• [EXERCICE A] Dans l'extrait présenté, quel est le nom du procédé qui permet de ralentir une action tout en tournant autour ?
• [EXERCICE B] Recopiez sans rien changer chaque ligne des enregistrements bruts, du premier au dernier.

• [EXTRAIT PRÉSENTÉ]
Faut-il rappeler brièvement l’histoire ? Oui, allez, au moins dans ses grandes lignes.
Thomas Anderson est un pirate informatique, connu sous le nom de Neo, qui est un jour contacté par Morpheus. Celui-ci lui révèle que ce qu’il croit être la réalité n’est qu’un écran de fumée destiné à masquer l’horreur réelle : l’humanité a été vaincue par les machines il y a bien longtemps, les humains sont maintenant cultivés pour servir de source d’énergie. Ce qu’ils pensent être leur « vie » n’est en fait qu’une simulation informatique, la Matrice, qui permet aux machines de garder les esprits humains sous contrôle.

Pour qui aime un peu la SF intelligente, s’aventurant sur des terrains métaphysiques, déjà, c’est plutôt séduisant. Mais la forme va l’être tout autant et signer une avancée technologique époustouflante.
Les Wachowski vont en effet utiliser un procédé révolutionnaire – très souvent utilisé ou parodié depuis – appelé le Bullet Time. En gros, cela permet de ralentir une action tout en « tournant » autour. L’effet esthétique est proprement ahurissant. En fait, à l’époque, pour la première fois, l'on peut avoir l’impression de voir à l’écran ce que peuvent parfois donner certains comics. Ce qui n’était possible que figé sur le papier devient transposable au cinéma...

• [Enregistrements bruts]

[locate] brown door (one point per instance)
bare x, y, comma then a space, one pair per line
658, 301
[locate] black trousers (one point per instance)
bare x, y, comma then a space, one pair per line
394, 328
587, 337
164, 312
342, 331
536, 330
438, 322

• [RÉPONSE COMPLÈTE A] Le Bullet Time.

• [RÉPONSE COMPLÈTE B]
[locate] brown door (one point per instance)
bare x, y, comma then a space, one pair per line
658, 301
[locate] black trousers (one point per instance)
bare x, y, comma then a space, one pair per line
394, 328
587, 337
164, 312
342, 331
536, 330
438, 322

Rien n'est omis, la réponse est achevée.